### The request
Show every line in the rows below that contains the word "stem".

··· Data provided ···

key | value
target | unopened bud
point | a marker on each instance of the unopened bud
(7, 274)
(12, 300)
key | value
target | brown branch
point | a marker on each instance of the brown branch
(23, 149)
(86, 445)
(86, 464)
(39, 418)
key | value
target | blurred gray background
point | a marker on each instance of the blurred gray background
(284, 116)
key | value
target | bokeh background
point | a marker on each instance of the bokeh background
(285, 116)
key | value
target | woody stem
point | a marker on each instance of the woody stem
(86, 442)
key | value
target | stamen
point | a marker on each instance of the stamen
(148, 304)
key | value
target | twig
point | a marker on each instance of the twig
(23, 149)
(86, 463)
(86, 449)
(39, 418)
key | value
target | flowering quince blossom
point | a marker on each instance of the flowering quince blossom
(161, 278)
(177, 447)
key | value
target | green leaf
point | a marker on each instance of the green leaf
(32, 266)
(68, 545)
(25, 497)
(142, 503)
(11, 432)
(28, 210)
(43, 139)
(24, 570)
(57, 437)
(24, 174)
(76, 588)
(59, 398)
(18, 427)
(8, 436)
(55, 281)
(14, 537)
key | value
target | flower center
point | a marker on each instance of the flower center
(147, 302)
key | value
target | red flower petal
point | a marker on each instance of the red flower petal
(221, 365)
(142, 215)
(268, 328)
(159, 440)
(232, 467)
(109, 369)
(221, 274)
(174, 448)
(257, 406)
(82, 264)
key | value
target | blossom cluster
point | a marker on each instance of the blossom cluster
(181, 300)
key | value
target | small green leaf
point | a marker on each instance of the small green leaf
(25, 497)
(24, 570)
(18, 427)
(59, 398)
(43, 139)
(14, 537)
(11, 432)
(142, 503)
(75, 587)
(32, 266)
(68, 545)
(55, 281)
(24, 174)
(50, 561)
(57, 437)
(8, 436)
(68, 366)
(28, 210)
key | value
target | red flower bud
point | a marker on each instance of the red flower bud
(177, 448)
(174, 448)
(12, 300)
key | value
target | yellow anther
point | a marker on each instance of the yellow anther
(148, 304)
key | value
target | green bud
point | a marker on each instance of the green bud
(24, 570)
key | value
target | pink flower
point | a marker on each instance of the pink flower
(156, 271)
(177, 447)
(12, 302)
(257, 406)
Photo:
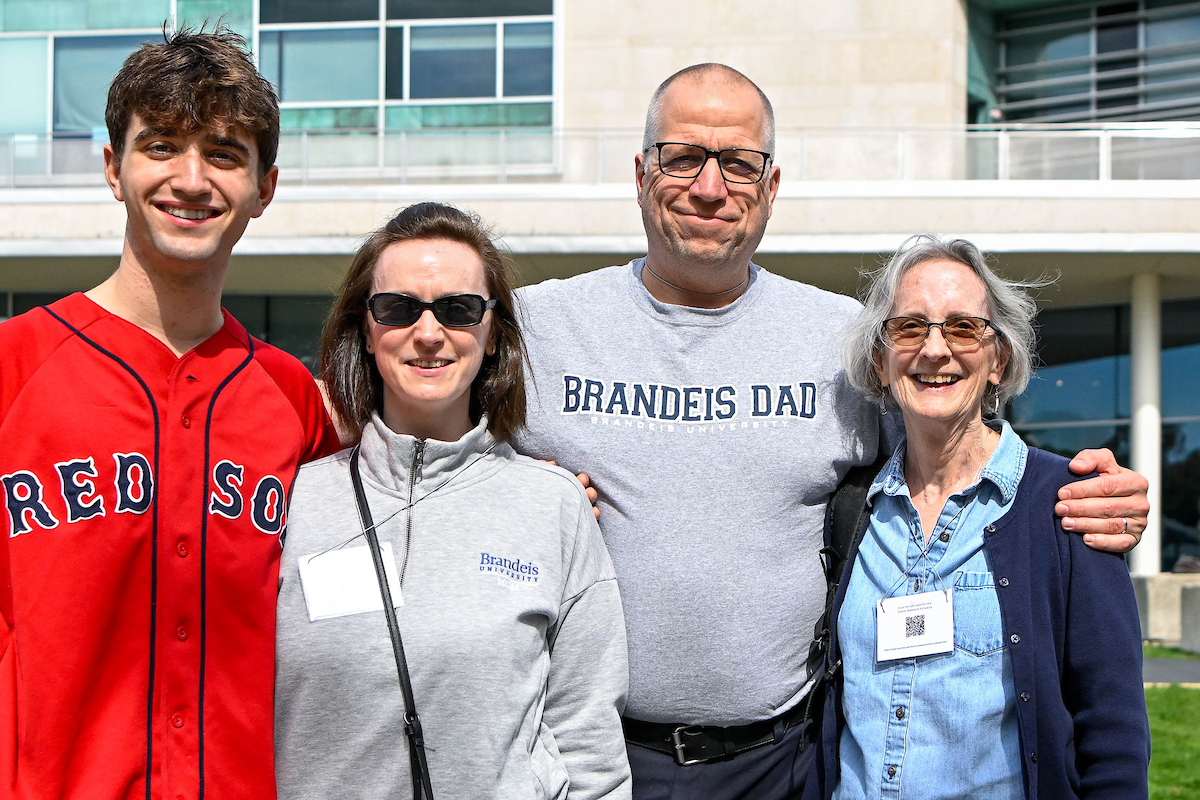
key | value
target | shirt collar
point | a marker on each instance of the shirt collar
(1003, 470)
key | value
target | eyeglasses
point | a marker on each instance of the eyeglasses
(453, 311)
(960, 331)
(738, 166)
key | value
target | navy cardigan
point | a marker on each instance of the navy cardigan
(1075, 644)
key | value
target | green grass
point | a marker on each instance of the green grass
(1175, 734)
(1152, 651)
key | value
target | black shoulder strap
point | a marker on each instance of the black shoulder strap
(420, 767)
(847, 516)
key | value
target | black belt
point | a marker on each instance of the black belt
(695, 744)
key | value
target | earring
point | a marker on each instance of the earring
(991, 400)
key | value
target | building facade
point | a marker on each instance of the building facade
(1056, 136)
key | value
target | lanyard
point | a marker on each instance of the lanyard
(420, 767)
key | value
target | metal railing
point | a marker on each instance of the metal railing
(1113, 151)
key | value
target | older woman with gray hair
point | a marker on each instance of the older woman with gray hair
(977, 649)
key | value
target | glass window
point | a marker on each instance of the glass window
(454, 8)
(82, 14)
(300, 119)
(83, 68)
(23, 102)
(322, 65)
(453, 61)
(465, 116)
(1085, 373)
(527, 59)
(394, 64)
(1164, 32)
(1181, 492)
(316, 11)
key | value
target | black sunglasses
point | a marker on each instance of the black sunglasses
(453, 311)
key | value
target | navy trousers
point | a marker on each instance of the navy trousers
(777, 771)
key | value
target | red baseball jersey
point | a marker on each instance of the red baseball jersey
(145, 495)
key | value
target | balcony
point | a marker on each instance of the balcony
(1037, 152)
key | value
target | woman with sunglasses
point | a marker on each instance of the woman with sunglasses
(976, 649)
(508, 629)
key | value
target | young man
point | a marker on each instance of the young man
(147, 450)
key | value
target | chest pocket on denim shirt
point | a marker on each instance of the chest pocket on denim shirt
(977, 624)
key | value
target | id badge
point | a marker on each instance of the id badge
(343, 582)
(915, 625)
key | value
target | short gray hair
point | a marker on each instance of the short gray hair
(700, 72)
(1009, 308)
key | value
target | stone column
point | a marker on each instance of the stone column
(1145, 407)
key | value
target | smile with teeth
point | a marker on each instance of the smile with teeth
(190, 214)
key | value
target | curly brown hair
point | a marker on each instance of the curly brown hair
(349, 372)
(193, 80)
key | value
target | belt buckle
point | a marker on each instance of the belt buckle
(677, 738)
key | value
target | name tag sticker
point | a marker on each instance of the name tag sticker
(915, 625)
(340, 583)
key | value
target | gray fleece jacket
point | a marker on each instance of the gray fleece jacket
(511, 624)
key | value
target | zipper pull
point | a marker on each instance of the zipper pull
(418, 453)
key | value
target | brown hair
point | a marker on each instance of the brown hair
(351, 376)
(193, 80)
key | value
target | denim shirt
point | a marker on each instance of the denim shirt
(940, 726)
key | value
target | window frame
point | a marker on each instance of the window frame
(1008, 78)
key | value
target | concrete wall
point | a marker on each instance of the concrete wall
(871, 62)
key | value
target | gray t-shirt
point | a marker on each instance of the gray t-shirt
(715, 438)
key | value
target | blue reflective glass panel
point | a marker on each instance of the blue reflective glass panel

···

### Answer to the task
target | woody stem
point | a marker on each instance of the woody stem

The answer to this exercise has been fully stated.